→ THINGS TO DO
a - According to the sermon, which areas did Jesus set his sights on after renouncing the temptations?
b - From the sermon, extract the passage starting with "The synoptic gospel" and going on through "his Heavenly Father).", and copy it word for word.
c - Summarize the sermon in two sentences.

→ READING TEXT
January 22, 2023
Rev. Scott Landis
The gospel writers give us a kind of “Reader’s Digest” account of Jesus’ life as a pick-up to his public ministry. Just a few weeks ago we gathered out on the lawn of our church and sang “Silent Night” welcoming the birth of Jesus once again. During these early weeks in January, we move quickly from that humble beginning in Bethlehem, to the holy family’s escape to Egypt, to his childhood upbringing in Nazareth, and then to his journey south where he was baptized by John.
The synoptic gospel writers (Matthew, Mark, and Luke) each record that following his baptism and the declaration that he, indeed, was God’s son, Jesus went on a personal spiritual retreat. He moved into the wilderness. After spending a long time alone in prayer, he was tempted with some natural human desires – which IF he could overcome – would certainly prove to everyone that he was the Son of God. He was tempted – the scriptures record -metaphorically by Satan – with food (which he must have craved after having fasted 40 days), with fate (as he was challenged to jump from a high place and let the angels catch him), and with fortune and power (when he was promised all the kingdoms of the world. All he had to do was give UP his allegiance to his Heavenly Father).
After renouncing all of that – Satan left him … “until an opportune time” the scriptures record. These temptations would never fully leave him. Nevertheless, he set his sights on the areas of Zebulun and Naphtali (not far from Nazareth) and he picked up John’s message to “Repent, for the kingdom of God had come near.” [Pause]
As you listened to the scripture passage today I wonder how you responded when you heard that word “Repent!” I wonder what you thought you might hear if you read ahead in the bulletin and saw that ‘repent’ was the title of my mana’o for the day – the Third Sunday after Epiphany – Kalaupapa Sunday. Repent! How does that word strike you? [Pause]
There was a lady in my former congregation who used to say to me periodically, “Why do you preachers always insist on yammering on about sin and repentance? Life is hard enough. I feel bad enough. I don’t need to be told about sin. What I need is to hear more about God’s love.
Well, if you listen carefully to Jesus words (that is, the ones that were recorded in this lection) you’ll notice he doesn’t seem to be picking up the tactic of a televangelist in his big public debut. When Jesus calls people to ‘repent,’ he’s not talking about sin in this passage. Rather, he invited folks to join him in living a new kind of life – one that was God-centered and not distracted by the temptations of the world. “Repent,” for Jesus, was an invitation to draw near to God and to eschew the fame and fortune that Satan offered Jesus and continues to dangle in front of us. His challenge was to announce that God’s kingdom was at hand and that WE are invited to participate. [Pause]
You see the basic meaning of repentance is not to seek forgiveness of our sins so that we will be rewarded with eternal life or some other blessing. No, we NEED to seek forgiveness – and daily. It’s the only way to live a faithful life. But repentance means something more – it means to turn in a new direction. To change course from what our ego tells us is absolutely necessary for survival – the food, fame, and fortune stuff we referenced earlier – AND to turn our lives Godward. We are invited to begin or deepen our life with the one who provides real life, eternal life, abundant life.

→ MATERIAL PROVIDED
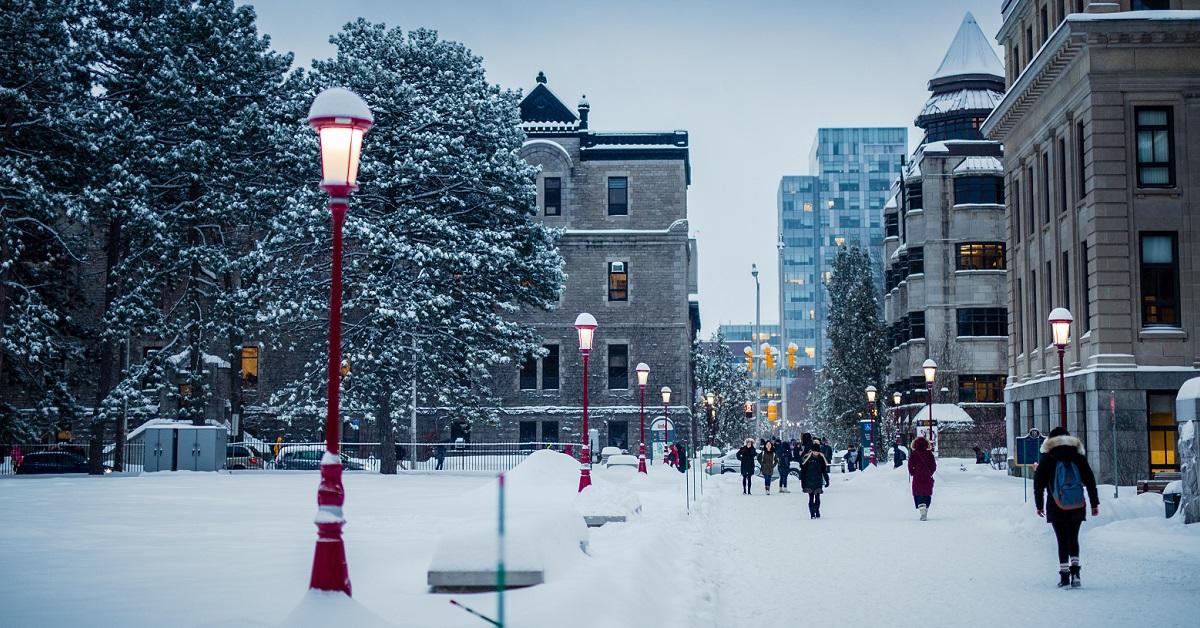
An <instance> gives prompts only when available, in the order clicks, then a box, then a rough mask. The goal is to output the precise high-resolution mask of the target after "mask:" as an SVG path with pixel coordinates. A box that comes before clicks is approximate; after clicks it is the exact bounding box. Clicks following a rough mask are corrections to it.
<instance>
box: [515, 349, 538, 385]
mask: <svg viewBox="0 0 1200 628" xmlns="http://www.w3.org/2000/svg"><path fill="white" fill-rule="evenodd" d="M517 379H518V382H517V387H518V388H521V390H536V389H538V358H536V357H535V355H529V357H528V358H526V359H524V361H523V363H521V376H520V377H518V378H517Z"/></svg>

→ EXPECTED RESULTS
a - Zebulun and Naphtali, not far from Nazareth.

b -
The synoptic gospel writers (Matthew, Mark, and Luke) each record that following his baptism and the declaration that he, indeed, was God’s son, Jesus went on a personal spiritual retreat. He moved into the wilderness. After spending a long time alone in prayer, he was tempted with some natural human desires – which IF he could overcome – would certainly prove to everyone that he was the Son of God. He was tempted – the scriptures record -metaphorically by Satan – with food (which he must have craved after having fasted 40 days), with fate (as he was challenged to jump from a high place and let the angels catch him), and with fortune and power (when he was promised all the kingdoms of the world. All he had to do was give UP his allegiance to his Heavenly Father).

c - After his baptism, Jesus went into the wilderness, where he was tempted with food, fate, and fortune and power; after renouncing them, he took up John's message to "Repent, for the kingdom of God had come near." In this passage, Jesus's call to repent is not about sin but an invitation to turn in a new direction, away from the world's temptations and toward a God-centered life.